▶ _Task directions_: Summarize the text on digestive issues in cats and dogs in two sentences.

▶ _Extracted text_:
'''
Understanding Digestive Issues in Your Cats & Dogs


Dogs and puppies tend to eat whatever they find lying around, so it is no wonder they vomit or that their stool changes from time to time. Cats are more cautious by nature, but may still have digestive troubles. 


What are the causes of digestive issues and when should we, as pet owners, worry? Here is some information that will help you understand your dogs’ and cats’ tummy troubles!  

Digestive troubles in dogs 

An unbalanced diet, a sudden change in food, a dull coat or a lack of physical activity all cause constipation in dogs. They will feel pain and have bloated bellies. If constipation is temporary, there is no cause to worry. If it persists, however, it can become dangerous.  

There are many causes of diarrhea in dogs, and most are benign. They include a rapid change in food, food poisoning, poisoning and allergies. Diarrhea is frequent, liquid stools. However, if it persists, a more serious problem (i.e. illness) may be the root cause.  

Like diarrhea, vomiting in dogs is usually mild. Sometimes they just ate too much. However, if vomiting is accompanied by a personality shift, fever, abdominal pain or weight loss, it is advisable to take action as soon as possible.  

Digestive troubles in cats 

Like humans, cats can suffer from intestinal transit issues and have difficulty evacuating their stool. The cause of constipation in cats is often harmless: they tend not to drink enough water. However, sometimes their constipation can become more serious and cause them pain or bleeding.
'''
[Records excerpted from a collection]
'''
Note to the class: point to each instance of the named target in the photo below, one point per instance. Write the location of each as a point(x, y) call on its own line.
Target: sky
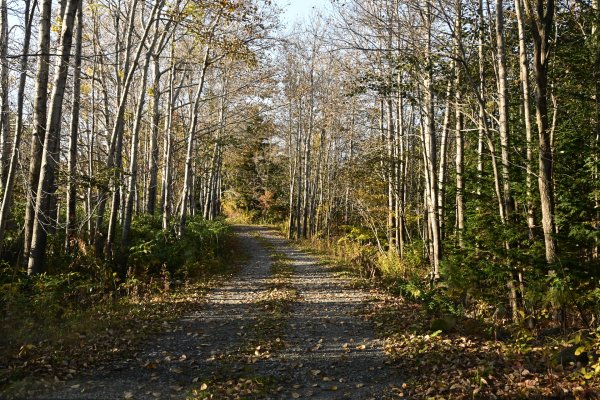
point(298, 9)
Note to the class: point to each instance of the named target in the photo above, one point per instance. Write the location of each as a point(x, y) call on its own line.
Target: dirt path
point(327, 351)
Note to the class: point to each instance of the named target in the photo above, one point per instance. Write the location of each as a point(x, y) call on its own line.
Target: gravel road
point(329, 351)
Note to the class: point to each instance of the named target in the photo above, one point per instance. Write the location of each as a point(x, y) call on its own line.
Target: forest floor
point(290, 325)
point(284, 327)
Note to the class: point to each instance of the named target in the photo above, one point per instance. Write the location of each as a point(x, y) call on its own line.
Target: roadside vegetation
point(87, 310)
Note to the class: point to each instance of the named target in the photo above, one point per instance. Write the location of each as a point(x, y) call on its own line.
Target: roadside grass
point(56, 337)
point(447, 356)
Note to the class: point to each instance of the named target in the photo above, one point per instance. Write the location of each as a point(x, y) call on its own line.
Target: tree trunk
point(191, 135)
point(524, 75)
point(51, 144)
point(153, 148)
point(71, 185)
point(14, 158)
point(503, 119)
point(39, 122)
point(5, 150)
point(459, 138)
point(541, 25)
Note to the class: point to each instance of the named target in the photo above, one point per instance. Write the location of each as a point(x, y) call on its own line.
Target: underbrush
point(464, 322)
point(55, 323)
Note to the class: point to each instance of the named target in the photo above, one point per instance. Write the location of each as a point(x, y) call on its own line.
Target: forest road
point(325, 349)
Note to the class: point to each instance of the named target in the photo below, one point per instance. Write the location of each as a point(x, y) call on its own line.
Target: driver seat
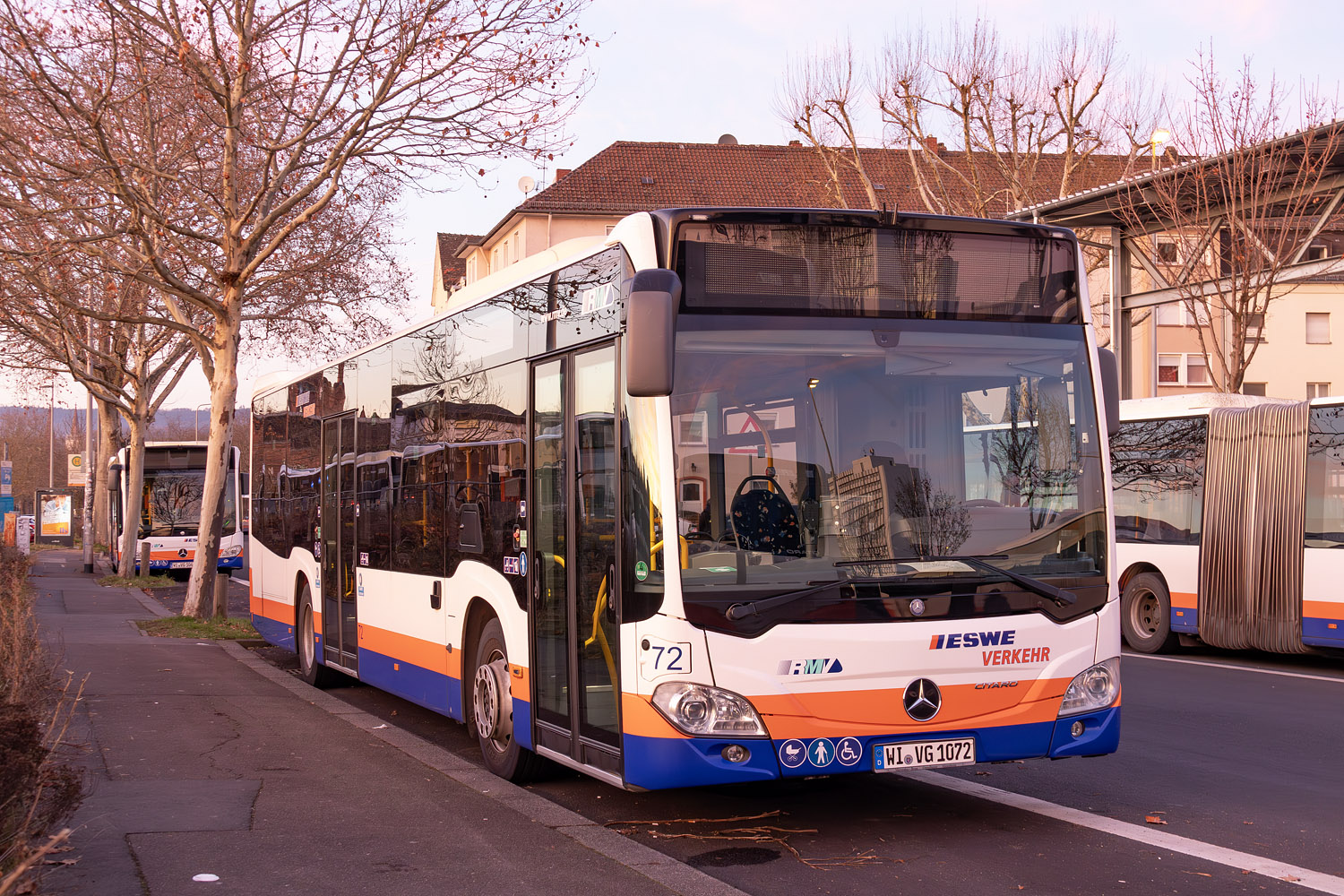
'''
▶ _Output for this exercise_: Dogs can suffer from constipation, diarrhea and vomiting: diarrhea and vomiting are usually mild, but persistent constipation can become dangerous, persistent diarrhea may point to a more serious problem such as illness, and vomiting that comes with a personality shift, fever, abdominal pain or weight loss calls for prompt action. Cats are more cautious by nature but can still have digestive troubles such as constipation, which is often caused by not drinking enough water but can sometimes become more serious and cause pain or bleeding.